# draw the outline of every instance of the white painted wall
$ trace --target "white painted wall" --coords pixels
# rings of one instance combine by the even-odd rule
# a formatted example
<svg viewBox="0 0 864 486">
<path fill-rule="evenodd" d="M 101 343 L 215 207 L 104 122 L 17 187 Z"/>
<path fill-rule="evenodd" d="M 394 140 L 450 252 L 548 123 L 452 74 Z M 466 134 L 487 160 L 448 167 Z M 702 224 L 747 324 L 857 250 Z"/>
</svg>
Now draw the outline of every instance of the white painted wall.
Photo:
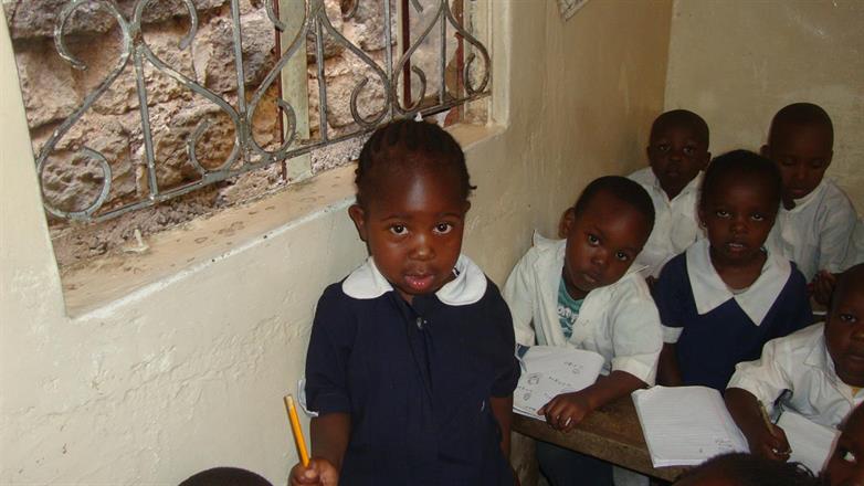
<svg viewBox="0 0 864 486">
<path fill-rule="evenodd" d="M 496 281 L 581 188 L 643 163 L 671 2 L 492 1 L 495 117 L 468 149 L 464 251 Z M 281 397 L 320 290 L 365 249 L 349 200 L 77 318 L 54 264 L 0 22 L 0 484 L 177 484 L 214 465 L 284 484 Z"/>
<path fill-rule="evenodd" d="M 864 212 L 864 2 L 675 0 L 666 108 L 712 130 L 712 152 L 758 150 L 771 117 L 795 102 L 834 123 L 828 170 Z"/>
</svg>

────

**Written task**
Rewrite every line of the entries above as a Markdown table with two columns, Number for the row number and Content for the line. Leave out blank lines and any pictures.

**Solution for this task**
| Number | Content |
|---|---|
| 1 | # draw the outline of every instance of the white painted wall |
| 2 | $ trace --target "white painted wall" --coords pixels |
| 3 | # rings of one instance combine by the even-odd rule |
| 4 | # a formatted example |
| 5 | <svg viewBox="0 0 864 486"> |
| 6 | <path fill-rule="evenodd" d="M 101 343 L 215 207 L 104 122 L 17 187 Z"/> |
| 7 | <path fill-rule="evenodd" d="M 394 140 L 450 252 L 548 123 L 452 74 Z M 466 134 L 487 160 L 448 167 Z M 702 224 L 747 324 L 857 250 Z"/> |
| 8 | </svg> |
| 9 | Now draw the outline of every instance of the white painted wall. |
| 10 | Photo: |
| 11 | <svg viewBox="0 0 864 486"> |
| 12 | <path fill-rule="evenodd" d="M 496 281 L 581 188 L 643 163 L 671 2 L 492 1 L 495 117 L 468 149 L 464 251 Z M 281 397 L 320 290 L 365 249 L 349 200 L 77 318 L 54 264 L 0 22 L 0 484 L 177 484 L 214 465 L 284 484 Z"/> |
| 13 | <path fill-rule="evenodd" d="M 864 212 L 864 2 L 675 0 L 666 108 L 712 130 L 712 152 L 758 150 L 771 117 L 795 102 L 834 123 L 828 170 Z"/> |
| 14 | </svg> |